ページ本文
......
2015 年のユーロ圏では、年初の段階では十分に想定されていなかった「危機」が相次いだ。パリでは1月と11月に2度のテロ事件が発生、シリアなどからの欧州連合(EU)への難民流入は、まさに危機的な勢いで流入した。ギリシャの危機も、7月5日に実施された国民投票を挟んで、金融支援の「空白」が生じ、銀行が一時、営業停止に追い込まれ、危機の様相を呈した。9月に表面化したフォルクスワーゲン(VW)の排ガス不正問題も、同社が輸出型製造業を牽引役とするドイツを代表する企業の1つであるだけに、その影響が憂慮され、世界的な株安の引き金となった。さらに、世界金融危機後、世界経済の成長を牽引してきた中国・新興国の景気の減速傾向も鮮明になった。米国の連邦準備制度理事会(FRB)の利上げ開始判断を前に世界の資金の流れも不安定になっている。

( それでも10 四半期連続のプラス成長。消費が主導、政府支出も押し上げ要因 )

こうした相次ぐ「危機」や域内外の不安材料にも関わらず、2015 年のユーロ圏では緩やかな回復が続いた。実質GDPは1~3月期の前期比0.5%をピークに、4~6月期同0.4%、7~9月期同0.3%と低下しているが、10 四半期連続のプラス成長は世界金融危機後で初めてのことだ。景気の回復が途切れなくなった要因としては、雇用の底入れとともに個人消費の拡大が定着したことが大きい。特に2015 年は、世界的な原油安を背景に、エネルギー価格の前年比での下落が続いたことが、実質ベースの雇用者所得の押し上げ要因となった。個人消費に次ぐ需要項目である政府消費支出も、13 年半ばに成長の下押し要因から押し上げ要因に転じた。7~9月期の実質GDPへの寄与度は個人消費の前期比0.2%に対して政府支出は0.1%であった(図表1)。

他方で、12~13 年の不況期に、ほぼ唯一の成長押し上げ要因であった外需の寄与は14 年以降、
縮小している。15 年7~9 月期は、輸出の伸び(前期比0.2%)を輸入の伸び(同0.9%)が大きく
上回ったため、前期比で0.3%成長を下押しした。
図表1 ユーロ圏の実質GDP 
図表2 ユーロ圏の実質GDP、雇用、投資
(16 年も緩やかな回復持続がメインシナリオ )
......
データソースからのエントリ
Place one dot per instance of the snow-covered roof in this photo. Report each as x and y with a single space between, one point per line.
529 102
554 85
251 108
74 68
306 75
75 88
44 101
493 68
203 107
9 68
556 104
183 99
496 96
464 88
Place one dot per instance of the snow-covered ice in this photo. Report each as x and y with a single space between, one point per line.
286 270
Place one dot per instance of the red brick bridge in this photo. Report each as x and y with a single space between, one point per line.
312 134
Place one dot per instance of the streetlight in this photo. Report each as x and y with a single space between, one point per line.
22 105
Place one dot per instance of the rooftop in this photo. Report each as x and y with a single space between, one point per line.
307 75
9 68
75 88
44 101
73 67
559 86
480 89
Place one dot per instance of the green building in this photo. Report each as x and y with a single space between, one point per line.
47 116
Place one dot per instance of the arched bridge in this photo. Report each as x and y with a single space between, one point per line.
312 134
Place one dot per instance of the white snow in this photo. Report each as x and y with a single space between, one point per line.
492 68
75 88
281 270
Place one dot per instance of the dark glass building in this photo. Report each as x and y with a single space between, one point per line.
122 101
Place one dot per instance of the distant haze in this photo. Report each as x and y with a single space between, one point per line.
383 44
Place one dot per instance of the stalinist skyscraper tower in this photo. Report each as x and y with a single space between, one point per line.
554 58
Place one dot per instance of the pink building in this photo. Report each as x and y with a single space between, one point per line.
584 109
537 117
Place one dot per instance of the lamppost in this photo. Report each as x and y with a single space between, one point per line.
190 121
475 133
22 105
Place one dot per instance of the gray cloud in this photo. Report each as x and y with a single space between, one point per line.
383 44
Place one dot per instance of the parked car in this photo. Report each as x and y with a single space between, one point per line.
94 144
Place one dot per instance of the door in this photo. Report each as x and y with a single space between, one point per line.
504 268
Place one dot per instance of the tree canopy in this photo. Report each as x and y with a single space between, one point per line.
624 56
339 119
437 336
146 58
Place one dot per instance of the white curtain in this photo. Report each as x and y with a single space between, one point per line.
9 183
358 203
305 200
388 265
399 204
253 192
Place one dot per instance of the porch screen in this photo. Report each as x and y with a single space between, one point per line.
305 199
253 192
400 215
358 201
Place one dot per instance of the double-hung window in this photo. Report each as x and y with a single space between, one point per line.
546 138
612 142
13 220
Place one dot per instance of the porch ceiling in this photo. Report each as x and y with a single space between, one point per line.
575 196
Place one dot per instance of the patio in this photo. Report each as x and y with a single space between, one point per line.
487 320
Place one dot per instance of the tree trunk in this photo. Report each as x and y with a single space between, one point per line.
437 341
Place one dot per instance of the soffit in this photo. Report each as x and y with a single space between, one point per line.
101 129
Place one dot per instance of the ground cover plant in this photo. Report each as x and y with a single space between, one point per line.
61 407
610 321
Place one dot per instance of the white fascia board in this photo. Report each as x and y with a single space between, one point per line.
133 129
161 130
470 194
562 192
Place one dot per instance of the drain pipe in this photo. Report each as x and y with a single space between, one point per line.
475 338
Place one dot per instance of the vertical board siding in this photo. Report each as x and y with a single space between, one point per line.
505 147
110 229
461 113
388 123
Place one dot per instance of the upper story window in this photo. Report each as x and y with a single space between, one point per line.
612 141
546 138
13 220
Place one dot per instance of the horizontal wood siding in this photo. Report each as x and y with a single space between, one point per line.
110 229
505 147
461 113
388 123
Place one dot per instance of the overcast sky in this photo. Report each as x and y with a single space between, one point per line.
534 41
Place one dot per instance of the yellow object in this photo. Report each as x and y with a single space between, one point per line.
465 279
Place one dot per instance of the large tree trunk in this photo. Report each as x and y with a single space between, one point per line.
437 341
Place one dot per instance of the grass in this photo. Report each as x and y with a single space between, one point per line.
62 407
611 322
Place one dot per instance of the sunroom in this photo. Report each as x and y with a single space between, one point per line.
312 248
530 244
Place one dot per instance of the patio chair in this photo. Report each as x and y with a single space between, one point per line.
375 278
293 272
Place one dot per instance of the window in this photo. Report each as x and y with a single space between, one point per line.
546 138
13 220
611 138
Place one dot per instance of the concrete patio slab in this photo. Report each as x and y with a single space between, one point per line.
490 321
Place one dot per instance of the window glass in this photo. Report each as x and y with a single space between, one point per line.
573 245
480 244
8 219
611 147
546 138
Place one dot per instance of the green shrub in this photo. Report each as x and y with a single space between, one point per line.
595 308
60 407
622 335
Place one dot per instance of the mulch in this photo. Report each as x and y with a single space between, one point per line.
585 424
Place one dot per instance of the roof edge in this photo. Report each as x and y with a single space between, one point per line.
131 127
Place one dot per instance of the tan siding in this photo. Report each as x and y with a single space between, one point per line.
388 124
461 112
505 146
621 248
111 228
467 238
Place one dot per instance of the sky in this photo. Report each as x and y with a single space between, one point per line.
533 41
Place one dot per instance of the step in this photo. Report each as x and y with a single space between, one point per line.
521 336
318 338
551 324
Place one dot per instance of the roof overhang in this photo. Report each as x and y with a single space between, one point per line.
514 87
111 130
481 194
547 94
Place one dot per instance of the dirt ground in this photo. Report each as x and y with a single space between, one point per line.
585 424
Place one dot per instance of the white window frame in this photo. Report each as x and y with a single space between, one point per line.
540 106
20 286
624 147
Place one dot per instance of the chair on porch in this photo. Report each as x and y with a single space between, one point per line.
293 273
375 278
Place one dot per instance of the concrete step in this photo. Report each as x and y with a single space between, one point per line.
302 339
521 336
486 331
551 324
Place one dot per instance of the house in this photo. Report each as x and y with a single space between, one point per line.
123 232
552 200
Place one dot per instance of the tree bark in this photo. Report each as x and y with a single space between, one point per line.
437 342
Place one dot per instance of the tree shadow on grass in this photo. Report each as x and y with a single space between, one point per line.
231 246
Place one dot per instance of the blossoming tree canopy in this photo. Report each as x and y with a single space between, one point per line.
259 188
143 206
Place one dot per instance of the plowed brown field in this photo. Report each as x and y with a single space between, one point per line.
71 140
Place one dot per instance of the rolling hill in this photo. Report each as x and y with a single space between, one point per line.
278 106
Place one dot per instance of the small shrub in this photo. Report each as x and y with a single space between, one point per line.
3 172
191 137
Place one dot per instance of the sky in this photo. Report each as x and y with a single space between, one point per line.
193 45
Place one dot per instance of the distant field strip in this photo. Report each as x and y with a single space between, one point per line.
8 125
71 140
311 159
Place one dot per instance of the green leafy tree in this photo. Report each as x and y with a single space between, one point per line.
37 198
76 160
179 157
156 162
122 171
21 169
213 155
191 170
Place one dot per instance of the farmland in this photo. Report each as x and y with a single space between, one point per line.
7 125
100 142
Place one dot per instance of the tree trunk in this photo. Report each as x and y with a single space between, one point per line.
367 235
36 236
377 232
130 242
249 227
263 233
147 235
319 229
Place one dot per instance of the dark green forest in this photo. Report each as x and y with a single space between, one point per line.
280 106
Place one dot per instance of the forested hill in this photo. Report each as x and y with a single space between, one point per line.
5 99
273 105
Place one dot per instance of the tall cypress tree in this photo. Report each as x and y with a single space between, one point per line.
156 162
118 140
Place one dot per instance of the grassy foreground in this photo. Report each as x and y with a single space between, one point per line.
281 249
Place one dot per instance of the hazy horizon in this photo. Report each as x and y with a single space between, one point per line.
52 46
......
設問
A - 本文によると、2015年のユーロ圏の実質GDP成長率がピークとなったのはどの四半期で、その伸び率はいくらでしたか。
B - 本文に基づき、2015年7~9月期に外需がユーロ圏の成長を押し下げた理由を説明してください。
C - 次の(i)~(iii)の記述がそれぞれ本文と一致するかどうかを「はい」か「いいえ」で答え、判断の決め手となる本文の語句をそのまま引用してください。
(i) パリでは2015年に2度のテロ事件が発生した。
(ii) 7~9月期の実質GDPへの寄与度は、政府支出が個人消費を上回った。
(iii) 10四半期連続のプラス成長は、世界金融危機後で初めてのことである。
これらのエントリは別の出典から得られたものです。

解答
A - 1~3月期で、前期比0.5%でした。

B - 輸入の伸び(前期比0.9%)が輸出の伸び(前期比0.2%)を大きく上回ったためです。その結果、外需は成長を前期比で0.3%押し下げました。

C -
(i) はい。「パリでは1月と11月に2度のテロ事件が発生」
(ii) いいえ。「寄与度は個人消費の前期比0.2%に対して政府支出は0.1%であった」
(iii) はい。「10 四半期連続のプラス成長は世界金融危機後で初めてのことだ」